SET EXERCISE ->
Convert the data into a JSON list of strings, with each line as one entry and blank lines omitted. Leave the pictures out of the result.

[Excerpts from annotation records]
* * * *

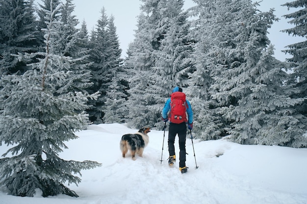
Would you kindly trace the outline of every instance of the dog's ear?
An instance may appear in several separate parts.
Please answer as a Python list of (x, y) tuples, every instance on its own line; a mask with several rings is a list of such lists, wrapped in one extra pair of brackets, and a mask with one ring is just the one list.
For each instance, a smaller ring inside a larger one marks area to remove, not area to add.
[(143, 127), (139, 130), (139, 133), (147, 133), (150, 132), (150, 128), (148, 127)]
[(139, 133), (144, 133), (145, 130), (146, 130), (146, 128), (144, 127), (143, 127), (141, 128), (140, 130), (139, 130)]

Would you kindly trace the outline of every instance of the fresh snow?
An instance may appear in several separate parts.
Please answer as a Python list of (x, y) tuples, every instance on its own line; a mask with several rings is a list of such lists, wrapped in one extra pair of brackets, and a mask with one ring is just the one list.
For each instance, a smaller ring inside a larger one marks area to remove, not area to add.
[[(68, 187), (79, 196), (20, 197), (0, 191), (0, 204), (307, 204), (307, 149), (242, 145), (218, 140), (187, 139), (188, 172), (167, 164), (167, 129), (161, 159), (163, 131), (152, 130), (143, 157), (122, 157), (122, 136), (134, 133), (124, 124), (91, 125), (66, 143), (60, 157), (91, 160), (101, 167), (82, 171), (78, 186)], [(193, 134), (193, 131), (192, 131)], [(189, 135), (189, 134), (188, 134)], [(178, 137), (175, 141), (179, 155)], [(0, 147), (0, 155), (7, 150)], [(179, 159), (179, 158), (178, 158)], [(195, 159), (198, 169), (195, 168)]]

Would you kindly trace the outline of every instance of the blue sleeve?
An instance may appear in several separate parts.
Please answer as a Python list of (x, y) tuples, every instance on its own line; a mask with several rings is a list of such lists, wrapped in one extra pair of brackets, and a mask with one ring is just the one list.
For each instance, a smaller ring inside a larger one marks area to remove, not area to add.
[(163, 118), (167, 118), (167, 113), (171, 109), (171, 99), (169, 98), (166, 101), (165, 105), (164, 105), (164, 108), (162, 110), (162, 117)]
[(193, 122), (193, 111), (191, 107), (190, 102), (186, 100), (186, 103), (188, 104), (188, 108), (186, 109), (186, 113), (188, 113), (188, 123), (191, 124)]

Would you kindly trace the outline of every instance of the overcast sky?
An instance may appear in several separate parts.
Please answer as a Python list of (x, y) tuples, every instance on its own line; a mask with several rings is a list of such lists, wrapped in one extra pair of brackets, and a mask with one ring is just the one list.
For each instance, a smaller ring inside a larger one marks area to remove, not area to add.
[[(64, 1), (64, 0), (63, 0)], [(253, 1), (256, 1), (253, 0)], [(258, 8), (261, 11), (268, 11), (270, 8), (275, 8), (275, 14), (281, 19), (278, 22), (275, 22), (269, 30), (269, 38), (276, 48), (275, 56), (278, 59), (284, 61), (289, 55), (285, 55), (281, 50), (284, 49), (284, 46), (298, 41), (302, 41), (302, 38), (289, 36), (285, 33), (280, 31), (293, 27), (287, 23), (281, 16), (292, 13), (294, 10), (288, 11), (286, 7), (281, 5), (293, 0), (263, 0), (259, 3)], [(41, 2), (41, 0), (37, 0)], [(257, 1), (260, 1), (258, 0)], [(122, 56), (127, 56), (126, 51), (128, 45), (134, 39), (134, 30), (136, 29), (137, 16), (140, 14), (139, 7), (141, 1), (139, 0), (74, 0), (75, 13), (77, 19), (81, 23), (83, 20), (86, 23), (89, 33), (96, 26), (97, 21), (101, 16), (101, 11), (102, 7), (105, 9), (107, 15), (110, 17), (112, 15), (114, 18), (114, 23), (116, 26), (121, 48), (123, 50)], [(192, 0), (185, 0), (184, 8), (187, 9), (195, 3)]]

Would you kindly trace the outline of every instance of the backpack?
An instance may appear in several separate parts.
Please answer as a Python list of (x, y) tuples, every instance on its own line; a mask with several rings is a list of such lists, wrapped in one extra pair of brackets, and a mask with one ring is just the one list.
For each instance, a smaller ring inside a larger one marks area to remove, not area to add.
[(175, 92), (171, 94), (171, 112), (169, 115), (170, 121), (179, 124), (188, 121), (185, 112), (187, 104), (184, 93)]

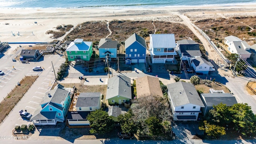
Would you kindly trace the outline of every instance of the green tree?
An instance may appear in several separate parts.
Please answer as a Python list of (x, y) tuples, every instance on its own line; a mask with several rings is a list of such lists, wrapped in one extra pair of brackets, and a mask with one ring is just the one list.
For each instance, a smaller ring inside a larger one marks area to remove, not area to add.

* * * *

FULL ANSWER ->
[
  "Would you kindly trace the outline of every instance of the dog's ear?",
  "An instance may appear in several separate parts.",
  "Please answer as a Python list of (x, y) tuples, every instance on its own line; a mask with several rings is a list of such lists, wrapped in one extra pair of brackets, and a mask with one ring is just the one list.",
  "For each instance, a smaller ring inside a larger one marks area to remove, not area to add.",
  "[(143, 127), (139, 130), (139, 133), (147, 133), (150, 132), (150, 128), (148, 127)]",
  "[(139, 133), (144, 133), (145, 130), (146, 130), (146, 128), (144, 127), (143, 127), (141, 128), (140, 130), (139, 130)]",
  "Would you kindly trace the outline of every instance of the fresh snow?",
  "An instance may appear in several separate parts.",
  "Please answer as a Python list of (x, y) tuples, every instance on its own line; a mask with several rings is a list of such lists, wrapped in one extra pair of brackets, and a mask with one ring is just the one list.",
  "For each instance, a smaller ring inside a larger one marks area to remove, not area to add.",
  "[[(68, 187), (79, 196), (20, 197), (0, 191), (0, 204), (307, 204), (307, 149), (242, 145), (218, 140), (187, 139), (188, 172), (167, 164), (167, 129), (161, 159), (163, 131), (152, 130), (143, 157), (122, 157), (122, 136), (134, 133), (124, 124), (91, 125), (66, 143), (60, 157), (91, 160), (101, 167), (82, 171), (78, 186)], [(193, 134), (193, 131), (192, 131)], [(189, 135), (189, 134), (188, 134)], [(178, 137), (175, 141), (179, 155)], [(0, 147), (0, 155), (7, 150)], [(179, 159), (179, 158), (178, 158)], [(195, 159), (198, 169), (195, 168)]]",
  "Would you kindly trace the outline of every instance of the blue sleeve?",
  "An instance may appear in several separate parts.",
  "Please answer as a Python list of (x, y) tuples, every instance on its own line; a mask with several rings is a list of such lists, wrapped in one extra pair of brackets, and a mask with one ring is just the one list.",
  "For each instance, a smaller ring inside a larger one marks area to remove, not area to add.",
  "[(163, 118), (167, 118), (167, 113), (171, 109), (171, 99), (169, 98), (166, 101), (165, 105), (164, 105), (164, 108), (162, 110), (162, 117)]",
  "[(193, 122), (193, 111), (191, 107), (190, 102), (186, 100), (186, 103), (188, 104), (188, 108), (186, 109), (186, 113), (188, 113), (188, 123), (191, 124)]",
  "Would you kindly trace the outline of every instance of the overcast sky?",
  "An instance may appear in several separate parts.",
  "Please answer as a Python list of (x, y) tuples, every instance on its own line; a mask with several rings is a list of such lists, wrapped in one extra pair of brackets, and a mask with one ring is just the one list.",
  "For each instance, a smaller ring inside a larger one marks area to remove, not area to add.",
  "[[(64, 1), (64, 0), (63, 0)], [(253, 1), (256, 1), (253, 0)], [(258, 8), (261, 11), (268, 11), (270, 8), (275, 8), (275, 14), (281, 19), (278, 22), (275, 22), (269, 30), (269, 38), (276, 48), (275, 56), (278, 59), (284, 61), (289, 55), (285, 55), (281, 50), (284, 49), (284, 46), (298, 41), (302, 41), (302, 38), (289, 36), (285, 33), (280, 31), (293, 27), (287, 23), (281, 16), (292, 13), (294, 10), (288, 11), (286, 7), (281, 5), (293, 0), (263, 0), (259, 3)], [(41, 2), (41, 0), (37, 0)], [(257, 1), (260, 1), (258, 0)], [(122, 56), (127, 56), (126, 51), (128, 45), (134, 39), (134, 30), (136, 29), (137, 16), (140, 14), (139, 7), (141, 1), (139, 0), (74, 0), (75, 13), (77, 19), (81, 23), (83, 20), (86, 23), (89, 33), (96, 26), (97, 21), (101, 16), (101, 11), (102, 7), (105, 9), (107, 15), (110, 17), (112, 15), (114, 18), (114, 23), (116, 26), (121, 48), (123, 50)], [(192, 0), (185, 0), (184, 8), (187, 9), (195, 3)]]",
  "Would you kindly trace the outline of every instance of the backpack?",
  "An instance may appear in several separate parts.",
  "Please answer as a Python list of (x, y) tuples, every instance on its own line; a mask with several rings is a list of such lists, wrapped in one extra pair of brackets, and a mask with one ring is just the one list.",
  "For each instance, a smaller ring inside a larger one marks area to remove, not area to add.",
  "[(175, 92), (171, 94), (171, 112), (169, 115), (170, 121), (179, 124), (188, 121), (185, 112), (187, 104), (184, 93)]",
  "Would you kindly trace the outline of every instance of the green tree?",
  "An instance may appear in several separate parts.",
  "Please answer as a Python list of (x, y) tuples, every instance on its own line; a mask with several rings is a list of such lists, wrapped in one extra pair of brackets, and a mask with one ring is just the one list.",
  "For each instance, a smaller ring inside a larger one marks area to remove, not area to add."
]